▶
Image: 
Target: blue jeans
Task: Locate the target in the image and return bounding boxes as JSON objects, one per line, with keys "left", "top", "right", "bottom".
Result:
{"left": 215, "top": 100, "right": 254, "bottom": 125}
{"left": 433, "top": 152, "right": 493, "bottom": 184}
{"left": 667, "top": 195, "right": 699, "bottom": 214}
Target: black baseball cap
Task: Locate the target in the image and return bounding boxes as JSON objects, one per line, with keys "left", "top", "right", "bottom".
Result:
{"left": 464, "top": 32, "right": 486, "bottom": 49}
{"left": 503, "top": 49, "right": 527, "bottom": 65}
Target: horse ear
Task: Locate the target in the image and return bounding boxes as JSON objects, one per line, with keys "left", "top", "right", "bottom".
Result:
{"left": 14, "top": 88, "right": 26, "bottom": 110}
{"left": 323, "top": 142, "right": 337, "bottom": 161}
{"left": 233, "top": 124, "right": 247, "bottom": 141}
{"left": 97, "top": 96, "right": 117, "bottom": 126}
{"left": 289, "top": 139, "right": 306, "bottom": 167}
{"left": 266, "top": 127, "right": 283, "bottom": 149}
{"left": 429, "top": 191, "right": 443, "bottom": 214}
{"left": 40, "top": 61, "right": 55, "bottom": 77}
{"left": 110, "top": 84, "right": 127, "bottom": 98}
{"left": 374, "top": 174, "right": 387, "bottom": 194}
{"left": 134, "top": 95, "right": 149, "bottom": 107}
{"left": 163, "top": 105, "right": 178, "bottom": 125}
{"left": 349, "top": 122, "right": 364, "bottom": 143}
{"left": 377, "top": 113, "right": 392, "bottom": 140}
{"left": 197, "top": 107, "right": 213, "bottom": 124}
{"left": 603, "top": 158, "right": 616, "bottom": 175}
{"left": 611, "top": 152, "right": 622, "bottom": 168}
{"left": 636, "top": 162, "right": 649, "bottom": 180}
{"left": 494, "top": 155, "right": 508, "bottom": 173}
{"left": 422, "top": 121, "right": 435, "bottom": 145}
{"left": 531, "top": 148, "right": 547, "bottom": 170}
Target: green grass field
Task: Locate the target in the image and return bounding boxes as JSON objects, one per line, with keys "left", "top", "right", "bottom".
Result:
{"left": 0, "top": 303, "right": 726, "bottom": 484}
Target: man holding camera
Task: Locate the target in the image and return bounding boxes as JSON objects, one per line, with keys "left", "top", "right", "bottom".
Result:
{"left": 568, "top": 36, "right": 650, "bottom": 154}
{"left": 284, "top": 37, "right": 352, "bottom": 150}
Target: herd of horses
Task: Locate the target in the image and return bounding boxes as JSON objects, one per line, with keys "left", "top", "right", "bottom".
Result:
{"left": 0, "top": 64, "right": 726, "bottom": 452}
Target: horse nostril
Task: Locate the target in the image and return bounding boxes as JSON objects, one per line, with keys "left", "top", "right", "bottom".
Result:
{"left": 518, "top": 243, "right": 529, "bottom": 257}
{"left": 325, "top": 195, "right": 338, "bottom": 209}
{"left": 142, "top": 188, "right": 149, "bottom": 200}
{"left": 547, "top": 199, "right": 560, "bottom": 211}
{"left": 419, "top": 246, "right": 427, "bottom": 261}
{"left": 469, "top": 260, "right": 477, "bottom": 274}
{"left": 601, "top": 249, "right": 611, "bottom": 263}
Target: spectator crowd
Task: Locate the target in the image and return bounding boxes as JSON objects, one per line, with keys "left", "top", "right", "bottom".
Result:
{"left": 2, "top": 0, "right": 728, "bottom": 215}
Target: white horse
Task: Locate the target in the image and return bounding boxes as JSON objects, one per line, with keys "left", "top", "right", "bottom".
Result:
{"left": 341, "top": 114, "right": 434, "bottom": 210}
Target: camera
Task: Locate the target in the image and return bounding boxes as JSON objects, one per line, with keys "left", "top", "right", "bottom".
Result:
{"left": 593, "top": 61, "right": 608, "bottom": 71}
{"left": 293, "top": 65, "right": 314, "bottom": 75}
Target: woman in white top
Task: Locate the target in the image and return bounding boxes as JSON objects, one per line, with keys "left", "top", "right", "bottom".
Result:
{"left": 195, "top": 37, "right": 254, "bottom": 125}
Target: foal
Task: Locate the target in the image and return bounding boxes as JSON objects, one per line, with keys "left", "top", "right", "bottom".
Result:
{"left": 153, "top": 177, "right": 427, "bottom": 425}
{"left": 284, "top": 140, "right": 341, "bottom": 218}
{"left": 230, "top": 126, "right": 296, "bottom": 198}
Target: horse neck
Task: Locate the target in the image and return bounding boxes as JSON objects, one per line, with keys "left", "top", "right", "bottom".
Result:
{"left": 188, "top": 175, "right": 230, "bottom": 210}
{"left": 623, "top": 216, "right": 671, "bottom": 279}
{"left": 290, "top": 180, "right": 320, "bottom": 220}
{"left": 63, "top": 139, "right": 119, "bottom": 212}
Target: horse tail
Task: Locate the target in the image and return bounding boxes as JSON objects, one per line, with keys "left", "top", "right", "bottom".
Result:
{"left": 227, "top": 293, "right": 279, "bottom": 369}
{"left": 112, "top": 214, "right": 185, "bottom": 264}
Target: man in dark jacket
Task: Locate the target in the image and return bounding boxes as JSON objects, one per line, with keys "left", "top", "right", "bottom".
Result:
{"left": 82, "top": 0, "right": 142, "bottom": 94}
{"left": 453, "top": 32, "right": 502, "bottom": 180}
◀
Aim of the exercise :: Reproduce exactly the stretch of lines that starts at the one containing "Target: foal" and ends with the final line of the data, including both ends and nothing more.

Reply to the task ::
Target: foal
Task: Locate the target in the image and return bounding boxes as JSON objects, one per line, with keys "left", "top", "right", "bottom".
Result:
{"left": 153, "top": 177, "right": 427, "bottom": 425}
{"left": 284, "top": 140, "right": 341, "bottom": 218}
{"left": 230, "top": 126, "right": 296, "bottom": 198}
Target: horse neck
Task: Locate the target in the image and return bounding boxes as JSON objects, one per line, with keys "left", "top", "right", "bottom".
Result:
{"left": 188, "top": 175, "right": 230, "bottom": 210}
{"left": 623, "top": 216, "right": 671, "bottom": 279}
{"left": 290, "top": 180, "right": 320, "bottom": 220}
{"left": 63, "top": 139, "right": 119, "bottom": 212}
Target: horse tail
Task: Locate the target in the image and return bounding boxes as JSON objects, one per line, with keys "left", "top", "right", "bottom".
Result:
{"left": 227, "top": 293, "right": 279, "bottom": 369}
{"left": 112, "top": 214, "right": 185, "bottom": 264}
Target: man in dark jacket
Task: Locate the target in the image and return bounding boxes as JSON objects, one per line, with keys "left", "top", "right", "bottom".
Result:
{"left": 82, "top": 0, "right": 142, "bottom": 94}
{"left": 453, "top": 32, "right": 502, "bottom": 180}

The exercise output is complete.